[Opening DATA section]

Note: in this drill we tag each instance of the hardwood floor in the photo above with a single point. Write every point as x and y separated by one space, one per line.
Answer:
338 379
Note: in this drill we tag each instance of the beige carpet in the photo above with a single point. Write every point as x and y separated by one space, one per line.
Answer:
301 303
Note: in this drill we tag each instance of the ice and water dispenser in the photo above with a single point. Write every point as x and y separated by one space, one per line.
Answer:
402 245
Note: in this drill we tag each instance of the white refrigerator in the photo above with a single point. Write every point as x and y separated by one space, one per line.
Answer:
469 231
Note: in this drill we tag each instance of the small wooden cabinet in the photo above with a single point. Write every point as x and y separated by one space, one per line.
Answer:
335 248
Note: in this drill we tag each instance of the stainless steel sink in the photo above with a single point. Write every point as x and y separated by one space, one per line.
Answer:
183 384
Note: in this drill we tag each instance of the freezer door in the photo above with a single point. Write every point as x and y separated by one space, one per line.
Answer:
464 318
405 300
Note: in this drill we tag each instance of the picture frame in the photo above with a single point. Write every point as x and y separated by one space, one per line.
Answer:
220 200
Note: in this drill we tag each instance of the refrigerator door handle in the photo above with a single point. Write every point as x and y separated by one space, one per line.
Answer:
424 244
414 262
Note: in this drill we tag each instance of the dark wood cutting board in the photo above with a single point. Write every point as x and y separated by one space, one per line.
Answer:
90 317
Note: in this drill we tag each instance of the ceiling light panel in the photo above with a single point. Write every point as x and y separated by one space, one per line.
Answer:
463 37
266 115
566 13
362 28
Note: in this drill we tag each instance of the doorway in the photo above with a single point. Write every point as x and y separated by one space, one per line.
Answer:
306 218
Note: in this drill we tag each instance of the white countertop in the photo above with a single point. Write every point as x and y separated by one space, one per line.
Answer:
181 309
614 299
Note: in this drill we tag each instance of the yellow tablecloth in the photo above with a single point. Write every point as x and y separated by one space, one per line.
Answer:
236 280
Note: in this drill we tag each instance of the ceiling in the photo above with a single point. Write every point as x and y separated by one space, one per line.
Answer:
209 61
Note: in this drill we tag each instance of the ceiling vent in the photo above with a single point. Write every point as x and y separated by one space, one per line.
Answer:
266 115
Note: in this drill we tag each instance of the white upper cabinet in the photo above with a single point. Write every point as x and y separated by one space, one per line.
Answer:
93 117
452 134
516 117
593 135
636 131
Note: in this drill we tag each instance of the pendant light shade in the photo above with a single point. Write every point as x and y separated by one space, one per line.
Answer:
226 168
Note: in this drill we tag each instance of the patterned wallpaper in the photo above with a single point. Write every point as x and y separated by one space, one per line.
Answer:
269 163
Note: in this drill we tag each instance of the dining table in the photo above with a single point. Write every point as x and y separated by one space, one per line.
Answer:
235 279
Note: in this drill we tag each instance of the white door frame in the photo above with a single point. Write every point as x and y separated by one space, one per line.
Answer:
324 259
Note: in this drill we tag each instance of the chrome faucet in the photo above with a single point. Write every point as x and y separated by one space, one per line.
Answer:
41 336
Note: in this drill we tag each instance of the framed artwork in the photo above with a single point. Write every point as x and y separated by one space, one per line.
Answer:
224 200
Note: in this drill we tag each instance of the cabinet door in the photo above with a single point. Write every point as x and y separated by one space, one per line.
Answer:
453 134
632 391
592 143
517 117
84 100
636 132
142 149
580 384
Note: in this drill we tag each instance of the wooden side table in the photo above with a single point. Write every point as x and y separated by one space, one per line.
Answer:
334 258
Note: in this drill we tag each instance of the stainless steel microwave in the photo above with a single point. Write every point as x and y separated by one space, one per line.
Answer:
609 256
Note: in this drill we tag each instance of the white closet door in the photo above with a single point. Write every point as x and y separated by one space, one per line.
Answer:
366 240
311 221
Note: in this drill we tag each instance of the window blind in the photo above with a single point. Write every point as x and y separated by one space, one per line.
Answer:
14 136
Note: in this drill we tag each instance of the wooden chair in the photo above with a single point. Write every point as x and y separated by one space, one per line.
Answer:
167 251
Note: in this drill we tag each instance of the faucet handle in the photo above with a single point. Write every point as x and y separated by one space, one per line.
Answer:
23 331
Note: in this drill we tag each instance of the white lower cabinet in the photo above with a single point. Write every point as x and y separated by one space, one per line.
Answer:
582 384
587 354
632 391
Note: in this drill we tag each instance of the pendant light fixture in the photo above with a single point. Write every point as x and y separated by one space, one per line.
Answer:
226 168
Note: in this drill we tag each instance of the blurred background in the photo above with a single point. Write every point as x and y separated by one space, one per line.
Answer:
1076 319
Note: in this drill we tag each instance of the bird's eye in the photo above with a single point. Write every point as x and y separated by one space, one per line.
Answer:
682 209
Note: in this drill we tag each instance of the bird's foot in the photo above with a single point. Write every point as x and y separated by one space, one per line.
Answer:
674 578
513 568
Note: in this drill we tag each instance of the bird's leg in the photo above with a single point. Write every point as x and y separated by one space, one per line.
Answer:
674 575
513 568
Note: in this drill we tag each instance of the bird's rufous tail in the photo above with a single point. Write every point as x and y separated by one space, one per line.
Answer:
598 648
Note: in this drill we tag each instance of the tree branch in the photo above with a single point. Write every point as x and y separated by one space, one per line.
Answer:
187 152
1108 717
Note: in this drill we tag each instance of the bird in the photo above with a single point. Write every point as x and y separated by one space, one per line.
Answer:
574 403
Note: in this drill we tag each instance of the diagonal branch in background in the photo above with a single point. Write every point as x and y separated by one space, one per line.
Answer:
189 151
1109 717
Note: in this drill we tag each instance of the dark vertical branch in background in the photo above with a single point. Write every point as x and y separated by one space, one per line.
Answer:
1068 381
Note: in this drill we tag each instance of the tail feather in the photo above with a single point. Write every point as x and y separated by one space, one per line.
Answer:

[Closing DATA section]

# PROMPT
In the records above, find the lines holding "pendant". Copy each one.

# ANSWER
Note: in this drill we tag each instance of the pendant light shade in the photo above with a single point. Write every point as x and y separated by one space, one per line.
Note: in this drill we tag each instance of the pendant light fixture in the photo above with a single point. Write every point as x and y separated by one space, one per line.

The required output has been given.